> [What is required] Please write out the material that follows, exactly as it stands.

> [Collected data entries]

┌──

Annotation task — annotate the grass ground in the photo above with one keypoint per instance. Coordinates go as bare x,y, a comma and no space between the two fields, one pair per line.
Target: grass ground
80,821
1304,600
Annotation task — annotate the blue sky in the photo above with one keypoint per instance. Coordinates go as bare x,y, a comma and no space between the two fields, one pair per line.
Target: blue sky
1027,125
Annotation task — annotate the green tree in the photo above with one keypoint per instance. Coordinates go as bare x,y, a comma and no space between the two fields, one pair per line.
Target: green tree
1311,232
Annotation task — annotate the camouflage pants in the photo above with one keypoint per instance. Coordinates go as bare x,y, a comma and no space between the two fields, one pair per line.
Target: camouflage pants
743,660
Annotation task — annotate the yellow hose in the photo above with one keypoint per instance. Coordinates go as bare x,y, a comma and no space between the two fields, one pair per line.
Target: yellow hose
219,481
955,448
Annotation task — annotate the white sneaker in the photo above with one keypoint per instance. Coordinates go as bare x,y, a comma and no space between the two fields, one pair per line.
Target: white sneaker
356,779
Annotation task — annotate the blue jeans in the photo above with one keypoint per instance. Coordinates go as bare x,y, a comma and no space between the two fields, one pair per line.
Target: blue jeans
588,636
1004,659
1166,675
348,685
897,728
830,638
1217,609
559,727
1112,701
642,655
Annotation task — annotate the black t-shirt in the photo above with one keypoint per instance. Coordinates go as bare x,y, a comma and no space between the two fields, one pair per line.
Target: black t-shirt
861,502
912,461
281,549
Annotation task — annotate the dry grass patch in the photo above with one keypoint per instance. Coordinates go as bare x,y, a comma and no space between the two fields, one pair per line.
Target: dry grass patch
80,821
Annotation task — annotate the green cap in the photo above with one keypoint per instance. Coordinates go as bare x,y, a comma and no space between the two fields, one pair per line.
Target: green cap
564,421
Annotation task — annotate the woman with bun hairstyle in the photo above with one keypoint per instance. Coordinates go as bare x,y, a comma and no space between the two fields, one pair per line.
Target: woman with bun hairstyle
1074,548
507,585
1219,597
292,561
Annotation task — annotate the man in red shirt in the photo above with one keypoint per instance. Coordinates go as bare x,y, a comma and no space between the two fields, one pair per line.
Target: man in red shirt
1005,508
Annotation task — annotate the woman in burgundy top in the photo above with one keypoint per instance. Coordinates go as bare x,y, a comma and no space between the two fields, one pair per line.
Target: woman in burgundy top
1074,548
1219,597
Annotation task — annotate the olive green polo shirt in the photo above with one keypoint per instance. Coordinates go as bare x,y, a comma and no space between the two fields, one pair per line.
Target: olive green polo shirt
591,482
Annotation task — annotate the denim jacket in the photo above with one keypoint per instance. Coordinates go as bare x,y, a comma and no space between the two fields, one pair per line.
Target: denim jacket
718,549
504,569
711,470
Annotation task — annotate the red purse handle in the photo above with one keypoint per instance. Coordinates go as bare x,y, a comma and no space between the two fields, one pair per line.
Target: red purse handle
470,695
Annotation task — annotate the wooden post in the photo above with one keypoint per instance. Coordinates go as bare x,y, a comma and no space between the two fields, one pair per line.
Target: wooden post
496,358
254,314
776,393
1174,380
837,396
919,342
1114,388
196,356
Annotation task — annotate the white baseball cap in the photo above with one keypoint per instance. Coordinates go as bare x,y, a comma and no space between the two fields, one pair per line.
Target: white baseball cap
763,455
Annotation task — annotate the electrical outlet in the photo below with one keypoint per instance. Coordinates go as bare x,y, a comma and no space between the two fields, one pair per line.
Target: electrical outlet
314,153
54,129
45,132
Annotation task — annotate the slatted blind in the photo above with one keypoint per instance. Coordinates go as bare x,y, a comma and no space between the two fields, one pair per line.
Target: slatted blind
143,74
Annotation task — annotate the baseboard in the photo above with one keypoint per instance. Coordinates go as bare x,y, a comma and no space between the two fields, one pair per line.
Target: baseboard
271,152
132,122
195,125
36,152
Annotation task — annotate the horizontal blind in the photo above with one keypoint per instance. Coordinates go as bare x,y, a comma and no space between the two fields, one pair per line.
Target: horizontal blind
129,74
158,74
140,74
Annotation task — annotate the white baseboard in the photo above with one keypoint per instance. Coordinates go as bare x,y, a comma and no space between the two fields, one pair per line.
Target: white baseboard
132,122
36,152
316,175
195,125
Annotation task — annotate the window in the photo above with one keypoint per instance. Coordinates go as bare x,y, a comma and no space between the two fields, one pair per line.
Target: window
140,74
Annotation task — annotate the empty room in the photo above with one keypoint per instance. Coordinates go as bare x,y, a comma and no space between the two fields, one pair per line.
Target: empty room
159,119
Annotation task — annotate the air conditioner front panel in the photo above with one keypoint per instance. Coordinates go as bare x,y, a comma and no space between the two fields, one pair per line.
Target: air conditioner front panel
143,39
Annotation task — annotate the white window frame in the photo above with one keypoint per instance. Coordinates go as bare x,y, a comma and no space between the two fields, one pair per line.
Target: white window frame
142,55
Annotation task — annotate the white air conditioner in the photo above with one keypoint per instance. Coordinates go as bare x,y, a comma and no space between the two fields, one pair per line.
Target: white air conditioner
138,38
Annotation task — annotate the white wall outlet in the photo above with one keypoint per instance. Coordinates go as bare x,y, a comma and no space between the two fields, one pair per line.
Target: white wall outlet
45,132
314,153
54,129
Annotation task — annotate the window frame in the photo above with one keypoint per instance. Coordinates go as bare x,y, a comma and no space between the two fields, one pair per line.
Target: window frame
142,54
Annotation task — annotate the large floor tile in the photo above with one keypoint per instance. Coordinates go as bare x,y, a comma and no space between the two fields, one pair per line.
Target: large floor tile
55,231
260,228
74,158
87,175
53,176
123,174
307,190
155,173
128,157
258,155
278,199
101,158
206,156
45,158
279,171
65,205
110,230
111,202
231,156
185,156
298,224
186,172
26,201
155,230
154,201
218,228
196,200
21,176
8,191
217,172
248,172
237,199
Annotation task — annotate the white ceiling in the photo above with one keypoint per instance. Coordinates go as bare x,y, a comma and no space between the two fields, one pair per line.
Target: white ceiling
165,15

└──

> [The reply]
Annotation task — annotate the grass ground in the photo above with one keypoint per instance. Coordinates go as bare x,y, a comma and no space between the two fields, one pair per line.
Target: grass ground
80,821
1304,600
Annotation task — annotate the blue sky in the photo above with one keypoint per instance. Coordinates go as bare x,y, a comma and no space between the two fields, one pair per line.
Target: blue sky
1027,125
Annotation task — annotate the green tree in the photo above with one keypoint per instance. Coordinates go as bare x,y, a comma and no space between the two fields, one pair per line.
Target: green tree
1311,232
Annotation task — annotate the camouflage pants in the photo above with one keypoint per instance. Coordinates go as bare x,y, a comma and no space between the two fields, one pair per line.
Target: camouflage pants
743,660
Annotation task — annotate the yellow hose in the photo above with one keypoint per instance. Coordinates go as bare x,y, a comma and no space between the two fields, one pair per line.
Target: yellow hose
219,481
955,448
Annotation task — annotate the white sneaker in the photo above with one keypoint per instance. Coordinates go as bare x,y, a comma and no space between the two fields, one pair per line.
Target: white sneaker
356,779
Annotation task — annotate the blue jeans in the photo above with one keypoint per instance. Coordinates go as bare x,y, a comma and no space between the two fields, one pair per line.
Target: blue jeans
588,636
1004,659
1166,675
348,685
897,728
830,638
1217,609
559,727
1112,701
642,655
Annotation task — annotate the black t-shirt in the photo above with one keypoint per instance. Coordinates go as bare x,y, a comma and no space between the two fields, one pair per line.
Target: black t-shirt
861,502
912,461
281,549
Annotation task — annotate the dry grass patch in the photo above with one keypoint per instance. Coordinates go as bare x,y, a comma and no space between the two fields, one pair per line.
Target: dry grass patch
80,821
Annotation task — annotate the green cap in the photo above with one keypoint per instance. Coordinates go as bare x,y, a comma and no space between the two fields, one pair per line.
Target: green cap
564,421
Annotation task — annotate the woman with bun hairstyle in the photo above with one keypoint per instance. Coordinates go as bare x,y, a comma and no space between the two fields, one pair per line.
Target: woman with bun hairstyle
1074,548
507,585
1219,597
292,561
Annotation task — annotate the man in red shirt in the photo above with one keypoint per instance. Coordinates go as bare x,y, a comma and no space between the two fields, one pair per line.
Target: man in red shirt
1005,508
Annotation task — annotate the woman in burgundy top in the photo above with one keypoint per instance. Coordinates go as bare x,y, a comma and no space between the two fields, one pair per line.
Target: woman in burgundy top
1074,548
1219,597
Annotation task — annotate the olive green polo shirt in the photo above with one keypoint per instance. Coordinates go as bare x,y, a comma and no space between the two fields, one pair per line.
Target: olive green polo shirt
591,482
Annotation task — annotate the denim jacket in the photo above with one keypoint per instance. Coordinates go as bare x,y, a comma and no space between the two fields, one pair per line.
Target: denim jacket
718,549
504,569
711,470
Annotation task — annotate the red purse handle in the photo above with one keypoint per instance. Coordinates go as bare x,y, a comma and no space between the two fields, one pair per line.
Target: red purse handle
470,695
Annotation task — annotate the wooden post in the photo above with one keypoint per instance. Coordinates go as bare x,y, a comma and no space between the two fields, one pair per line.
Target: wooden post
496,358
254,314
776,393
1174,380
837,396
919,342
1114,388
196,356
Annotation task — annotate the white baseball cap in the photo above with one keypoint per instance. Coordinates go as bare x,y, a comma and no space between the two fields, one pair per line.
Target: white baseball cap
763,455
Annotation task — annotate the electrical outlet in the photo below with one keypoint per instance. Coordinates go as bare x,y, a comma and no space between the two fields, one pair per line.
Target: electrical outlet
314,153
54,129
45,132
Annotation task — annotate the slatted blind in the photo above with one keypoint per instance. Coordinates go as bare x,y, a comma and no space between the two fields, one pair per line.
Target: slatted blind
143,74
Annotation task — annotate the baseboard in the photo above with one keypoint per instance. Coordinates go as bare x,y, a comma and no space between the two fields, one pair per line.
Target: baseboard
271,152
132,122
195,125
36,152
Annotation task — annotate the horizontal blind in the photo above with one keypoint per instance. Coordinates go as bare x,y, a comma and no space between the two fields, one pair per line.
Target: horizontal blind
129,74
158,74
140,74
Annotation task — annotate the white baseboard in the photo above with one keypoint per instance. Coordinates go as bare x,y, a comma and no space between the two fields, one pair per line.
Target: white baseboard
132,122
36,152
316,175
195,125
Annotation task — annotate the window in the photo above with one keypoint per instance. Coordinates go as bare x,y, a comma and no space between the two fields, one pair per line.
Target: window
140,74
Annotation task — annotate the empty room in the photo above with one keypoint per instance. Coordinates go as bare x,y, a comma and no space between the two fields, one pair per line.
Target: empty room
159,119
Annotation task — annotate the air conditioner front panel in the photo above with one keypoint per instance. Coordinates go as bare x,y, a comma and no space between the two fields, one pair per line.
Target: air conditioner front panel
143,39
Annotation task — annotate the white window frame in the photo above with one keypoint per instance. Coordinates go as bare x,y, a comma and no space between the two fields, one pair per line.
Target: white window frame
142,55
Annotation task — annotate the white air conditioner in the photo above with one keypoint per instance. Coordinates go as bare x,y, a comma and no space between the two fields, one pair per line.
Target: white air conditioner
138,38
Annotation task — annotate the white wall outlet in the photo above with one keypoint per instance. Coordinates go as bare x,y, a comma and no space between the two fields, one pair per line.
Target: white wall outlet
45,132
314,153
54,129
Annotation task — annotate the window frame in the photo above with one keypoint per instance. Coordinates go as bare x,y, a comma and no space between the two fields, one pair per line.
Target: window frame
142,54
Annotation task — annotate the large floor tile in the photo above with one keypoint per instance. Coordinates go as bare x,y, a comma and no space between the two fields, one pair per line.
Target: large floor tile
55,231
260,228
74,158
87,175
53,176
123,174
307,190
155,173
128,157
258,155
278,199
101,158
206,156
45,158
279,171
65,205
110,230
111,202
231,156
185,156
298,224
186,172
26,201
155,230
154,201
218,228
196,200
21,176
8,191
217,172
248,172
237,199
Annotation task — annotate the white ceiling in the photo above with one keypoint per instance. Coordinates go as bare x,y, a comma and no space between the two fields, one pair per line.
Target: white ceiling
165,15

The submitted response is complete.